Repeat every entry exactly as given.

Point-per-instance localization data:
○ ○ ○ ○
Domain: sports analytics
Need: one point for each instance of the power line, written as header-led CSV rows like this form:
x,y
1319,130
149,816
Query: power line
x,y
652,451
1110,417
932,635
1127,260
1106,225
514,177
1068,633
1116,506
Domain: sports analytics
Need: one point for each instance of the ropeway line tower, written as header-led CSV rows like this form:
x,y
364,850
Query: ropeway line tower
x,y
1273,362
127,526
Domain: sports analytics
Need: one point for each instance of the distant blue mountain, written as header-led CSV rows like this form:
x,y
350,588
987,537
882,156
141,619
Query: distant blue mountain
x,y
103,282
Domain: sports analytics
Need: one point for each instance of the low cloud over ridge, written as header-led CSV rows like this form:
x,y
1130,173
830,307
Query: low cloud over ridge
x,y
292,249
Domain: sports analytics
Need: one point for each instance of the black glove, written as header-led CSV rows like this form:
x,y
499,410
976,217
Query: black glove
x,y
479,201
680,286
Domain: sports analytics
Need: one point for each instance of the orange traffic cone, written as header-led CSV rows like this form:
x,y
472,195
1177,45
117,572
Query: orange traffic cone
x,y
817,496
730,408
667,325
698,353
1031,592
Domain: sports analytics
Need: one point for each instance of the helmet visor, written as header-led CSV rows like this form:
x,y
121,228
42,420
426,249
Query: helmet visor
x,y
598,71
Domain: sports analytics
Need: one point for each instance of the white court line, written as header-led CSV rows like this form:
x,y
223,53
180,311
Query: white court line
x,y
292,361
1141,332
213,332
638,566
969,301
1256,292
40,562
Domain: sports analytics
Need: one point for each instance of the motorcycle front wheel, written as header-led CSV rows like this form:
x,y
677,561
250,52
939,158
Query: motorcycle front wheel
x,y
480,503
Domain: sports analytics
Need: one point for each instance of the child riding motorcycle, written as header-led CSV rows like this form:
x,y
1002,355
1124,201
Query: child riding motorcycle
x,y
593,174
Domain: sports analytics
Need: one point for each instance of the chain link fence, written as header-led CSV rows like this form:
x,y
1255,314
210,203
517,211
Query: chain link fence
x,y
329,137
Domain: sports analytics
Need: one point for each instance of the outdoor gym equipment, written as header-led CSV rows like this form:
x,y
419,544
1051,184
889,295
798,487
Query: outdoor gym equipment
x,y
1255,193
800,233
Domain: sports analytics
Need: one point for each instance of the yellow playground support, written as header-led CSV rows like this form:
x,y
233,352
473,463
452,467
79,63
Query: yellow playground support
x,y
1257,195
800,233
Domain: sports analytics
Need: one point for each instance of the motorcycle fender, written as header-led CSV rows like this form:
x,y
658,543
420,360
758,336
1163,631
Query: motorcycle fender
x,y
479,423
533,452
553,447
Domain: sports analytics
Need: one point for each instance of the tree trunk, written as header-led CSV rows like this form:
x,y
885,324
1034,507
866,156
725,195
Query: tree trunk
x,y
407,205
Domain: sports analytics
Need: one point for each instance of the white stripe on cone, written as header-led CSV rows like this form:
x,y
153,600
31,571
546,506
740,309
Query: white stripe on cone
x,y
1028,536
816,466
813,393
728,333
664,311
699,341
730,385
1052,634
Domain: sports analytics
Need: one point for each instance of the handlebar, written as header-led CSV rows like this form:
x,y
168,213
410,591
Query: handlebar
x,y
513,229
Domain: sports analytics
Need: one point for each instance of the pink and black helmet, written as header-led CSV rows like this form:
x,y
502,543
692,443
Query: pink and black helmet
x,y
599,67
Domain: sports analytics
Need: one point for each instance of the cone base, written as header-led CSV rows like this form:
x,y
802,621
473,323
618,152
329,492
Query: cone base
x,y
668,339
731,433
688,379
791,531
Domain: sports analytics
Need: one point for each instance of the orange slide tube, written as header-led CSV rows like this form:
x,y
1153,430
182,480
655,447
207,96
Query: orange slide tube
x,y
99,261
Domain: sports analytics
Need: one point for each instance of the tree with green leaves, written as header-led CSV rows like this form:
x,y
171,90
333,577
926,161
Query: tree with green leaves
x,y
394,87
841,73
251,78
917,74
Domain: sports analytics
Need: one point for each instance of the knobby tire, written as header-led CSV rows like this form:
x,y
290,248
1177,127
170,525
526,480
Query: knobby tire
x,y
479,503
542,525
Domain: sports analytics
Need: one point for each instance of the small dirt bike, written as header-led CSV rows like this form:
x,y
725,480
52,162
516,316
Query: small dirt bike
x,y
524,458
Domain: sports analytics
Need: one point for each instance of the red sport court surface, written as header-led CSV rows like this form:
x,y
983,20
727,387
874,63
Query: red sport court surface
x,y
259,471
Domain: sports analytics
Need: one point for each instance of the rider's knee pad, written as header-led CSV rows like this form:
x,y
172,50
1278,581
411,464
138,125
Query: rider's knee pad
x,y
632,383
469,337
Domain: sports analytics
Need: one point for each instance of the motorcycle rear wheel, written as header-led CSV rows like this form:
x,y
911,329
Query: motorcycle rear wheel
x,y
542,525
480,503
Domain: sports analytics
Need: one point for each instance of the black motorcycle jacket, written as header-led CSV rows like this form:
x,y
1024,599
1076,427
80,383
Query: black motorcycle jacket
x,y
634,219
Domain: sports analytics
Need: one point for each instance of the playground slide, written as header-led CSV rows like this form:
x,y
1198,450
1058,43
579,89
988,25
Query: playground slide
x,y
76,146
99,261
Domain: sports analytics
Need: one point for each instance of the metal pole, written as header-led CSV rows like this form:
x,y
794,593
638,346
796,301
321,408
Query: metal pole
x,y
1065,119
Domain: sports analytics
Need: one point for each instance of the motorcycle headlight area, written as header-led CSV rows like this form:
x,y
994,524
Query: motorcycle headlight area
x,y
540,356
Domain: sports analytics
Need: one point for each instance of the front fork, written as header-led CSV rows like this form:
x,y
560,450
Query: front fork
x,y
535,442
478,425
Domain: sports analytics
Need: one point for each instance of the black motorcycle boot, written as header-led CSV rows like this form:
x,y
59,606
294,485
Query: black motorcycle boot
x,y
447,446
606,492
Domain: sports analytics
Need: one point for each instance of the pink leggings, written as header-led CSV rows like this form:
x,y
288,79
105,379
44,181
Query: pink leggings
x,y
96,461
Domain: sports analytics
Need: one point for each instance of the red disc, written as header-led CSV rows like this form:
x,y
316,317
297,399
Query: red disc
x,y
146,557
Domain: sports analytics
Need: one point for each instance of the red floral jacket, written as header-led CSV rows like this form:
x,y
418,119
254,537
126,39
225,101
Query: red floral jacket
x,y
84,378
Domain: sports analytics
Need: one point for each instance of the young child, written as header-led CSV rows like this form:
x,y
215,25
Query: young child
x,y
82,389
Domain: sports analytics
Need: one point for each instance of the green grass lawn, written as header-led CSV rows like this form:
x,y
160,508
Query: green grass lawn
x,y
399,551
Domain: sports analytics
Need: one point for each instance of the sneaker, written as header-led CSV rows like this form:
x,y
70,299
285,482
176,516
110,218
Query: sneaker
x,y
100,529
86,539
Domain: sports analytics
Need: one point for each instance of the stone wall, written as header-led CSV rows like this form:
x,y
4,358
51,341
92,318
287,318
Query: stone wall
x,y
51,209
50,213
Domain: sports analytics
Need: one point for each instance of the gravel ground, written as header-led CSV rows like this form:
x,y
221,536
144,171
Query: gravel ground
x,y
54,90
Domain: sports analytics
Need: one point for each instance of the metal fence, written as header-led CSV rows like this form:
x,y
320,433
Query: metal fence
○ ○ ○ ○
Solution to this task ->
Domain: sports analytics
Need: one point for each instance of the power line, written as header-led CSV rows like this form:
x,y
1319,130
149,816
Query: power line
x,y
652,451
1110,417
932,635
1127,260
1106,225
514,177
1068,633
1116,506
Domain: sports analytics
Need: one point for each instance of the ropeway line tower, written as header-led CSV rows like this form:
x,y
364,850
Query: ropeway line tower
x,y
1273,362
127,526
Domain: sports analytics
Need: one point for each instance of the distant blue mountain, written as header-led CSV rows like this form:
x,y
350,588
987,537
882,156
141,619
Query: distant blue mountain
x,y
103,282
Domain: sports analytics
Need: one point for each instance of the low cloud over ridge, written as header-led CSV rows like this form:
x,y
1130,173
830,307
Query: low cloud over ridge
x,y
292,249
Domain: sports analytics
Need: one point for each instance of the black glove, written as header-led CSV rows like this form:
x,y
499,410
976,217
Query: black glove
x,y
479,201
680,286
Domain: sports analytics
Need: one point for each instance of the orange traffic cone, written as header-led CSV rows like this form:
x,y
472,195
1177,45
117,572
Query: orange traffic cone
x,y
817,496
730,408
667,325
698,353
1031,592
Domain: sports analytics
Need: one point for each instance of the helmet visor, written as header-led CSV rows like this form:
x,y
121,228
42,420
426,249
Query: helmet visor
x,y
598,71
Domain: sports analytics
Need: one point for each instance of the white court line, written as header-led CSV rows like this form:
x,y
223,53
180,311
Query: white court line
x,y
292,361
1141,332
213,332
638,566
969,301
1256,292
40,562
Domain: sports analytics
Need: one point for each instance of the motorcycle front wheel, written as header-led CSV rows like this form:
x,y
677,561
250,52
939,158
Query: motorcycle front wheel
x,y
480,503
Domain: sports analytics
Need: one point for each instance of the child riding motorcycle, written as header-led CSV rows like this form:
x,y
1002,355
1124,201
Query: child riding motorcycle
x,y
593,174
Domain: sports analytics
Need: one point for each instance of the chain link fence, written as header-led CSV rows like this form:
x,y
1255,314
210,203
517,211
Query: chain link fence
x,y
329,137
Domain: sports analytics
Need: one point for each instance of the outdoor gym equipment, written as header-led CSV rows like this form:
x,y
419,544
1051,184
889,295
798,487
Query: outdoor gym equipment
x,y
1255,193
800,233
Domain: sports analytics
Need: one point for each instance of the yellow playground support, written as header-led CSV rows like this form:
x,y
233,352
473,463
452,467
79,63
Query: yellow playground support
x,y
1257,195
800,233
Domain: sports analytics
Need: one point for each instance of the motorcycle fender, written as header-led CSV rows like this form:
x,y
658,543
420,360
758,336
1163,631
Query: motorcycle fender
x,y
479,423
533,452
553,447
Domain: sports analytics
Need: one point for each instance of the tree trunk, written as header-led CSV rows like this form:
x,y
885,324
1034,507
866,156
725,195
Query: tree trunk
x,y
407,205
Domain: sports analytics
Need: one point for each instance of the white stripe on cone, written as header-led CSV rows like this form:
x,y
153,600
31,571
546,506
740,309
Query: white stripe on cone
x,y
1028,536
816,466
813,393
728,333
664,311
699,341
730,385
1052,634
Domain: sports analytics
Need: one point for each instance of the handlebar, written as header-led CSV rows like this form:
x,y
168,213
410,591
Query: handlebar
x,y
513,229
Domain: sports analytics
Need: one point for each instance of the pink and black helmet, written as header-led CSV rows like this form:
x,y
502,543
692,443
Query: pink and black helmet
x,y
599,67
Domain: sports analytics
Need: one point for each instance of the cone base, written as header-led CSV rows like this form:
x,y
802,621
473,323
618,152
329,492
Query: cone base
x,y
668,339
731,433
688,379
791,531
Domain: sports analytics
Need: one point for each instance of the orange slide tube, written as header-led CSV rows like this form:
x,y
1153,430
182,480
655,447
207,96
Query: orange slide tube
x,y
99,261
Domain: sports analytics
Need: one point for each instance of the tree with green leaves, written as header-led CSV rows like this form:
x,y
171,90
333,577
926,161
Query: tree with green leaves
x,y
394,87
841,73
251,78
917,74
Domain: sports analytics
Need: one point for each instance of the knobby tire, written as header-led CSV rows like this form:
x,y
290,248
1177,127
170,525
526,480
Query: knobby tire
x,y
479,503
542,525
Domain: sports analytics
Need: one point for each instance of the small dirt bike, written as header-led CSV rows like this form:
x,y
725,480
52,162
516,316
Query: small dirt bike
x,y
524,458
Domain: sports analytics
Need: one point for each instance of the red sport court surface, written as header-led CSV rows like this form:
x,y
983,20
727,387
874,63
Query: red sport court surface
x,y
259,471
Domain: sports analytics
Need: one point for each instance of the rider's knee pad, written as header-led CSV rows like this form:
x,y
172,50
1278,581
411,464
138,125
Query: rider's knee pad
x,y
632,383
469,337
Domain: sports analytics
Need: one point for each instance of the motorcycle rear wheel, written as header-led CSV rows like this form:
x,y
911,329
Query: motorcycle rear wheel
x,y
542,525
480,503
Domain: sports analytics
Need: one point for each instance of the black motorcycle jacket, written as header-led CSV rows like this form:
x,y
1024,599
1076,427
80,383
Query: black motorcycle jacket
x,y
634,219
Domain: sports analytics
Need: one point for each instance of the playground slide, written as header-led CSV rows like this form:
x,y
1198,450
1058,43
579,89
988,25
Query: playground slide
x,y
76,146
99,261
Domain: sports analytics
Need: one point for each instance of the metal pole, written as header-led CSV rows like this form:
x,y
794,593
638,346
796,301
321,408
Query: metal pole
x,y
1065,119
Domain: sports analytics
Need: one point for each instance of the motorcycle headlight area, written as header-led CSV rows like this form:
x,y
994,524
Query: motorcycle headlight area
x,y
540,356
Domain: sports analytics
Need: one point for each instance of the front fork, written as header-led CSV rows like this form:
x,y
560,450
Query: front fork
x,y
535,442
478,425
Domain: sports analytics
Need: one point for each instance of the black motorcycle boot, written as header-led CSV rows like this form:
x,y
59,606
294,485
Query: black motorcycle boot
x,y
447,446
606,492
Domain: sports analytics
Need: one point for each instance of the pink leggings, written as header-led CSV rows like this form:
x,y
288,79
105,379
44,181
Query: pink leggings
x,y
96,461
Domain: sports analytics
Need: one point for each instance of the red disc, written as header-led CSV rows like this form:
x,y
316,317
297,399
Query: red disc
x,y
146,557
Domain: sports analytics
Need: one point for each instance of the red floral jacket, written as header-led CSV rows like this form:
x,y
418,119
254,537
126,39
225,101
Query: red floral jacket
x,y
84,378
Domain: sports analytics
Need: one point for each instance of the young child, written as header-led CSV rows like this form:
x,y
215,25
Query: young child
x,y
82,389
Domain: sports analytics
Need: one point for each instance of the green grass lawn, written as header-led CSV rows like this form:
x,y
160,508
Query: green grass lawn
x,y
399,551
Domain: sports analytics
Need: one point for each instance of the sneaker, written as header-led CSV rows like this form:
x,y
70,299
285,482
176,516
110,218
Query: sneaker
x,y
100,529
86,539
Domain: sports analytics
Need: one point for each instance of the stone wall, written as header-led CSV rows like this form:
x,y
4,358
51,341
92,318
287,318
Query: stone wall
x,y
51,209
50,213
Domain: sports analytics
Need: one point for each instance of the gravel ground, written as header-led CSV rows like this form:
x,y
221,536
144,171
Query: gravel ground
x,y
54,90
Domain: sports analytics
Need: one point for each instance of the metal fence, written as header-led CSV rows like this form:
x,y
320,433
Query: metal fence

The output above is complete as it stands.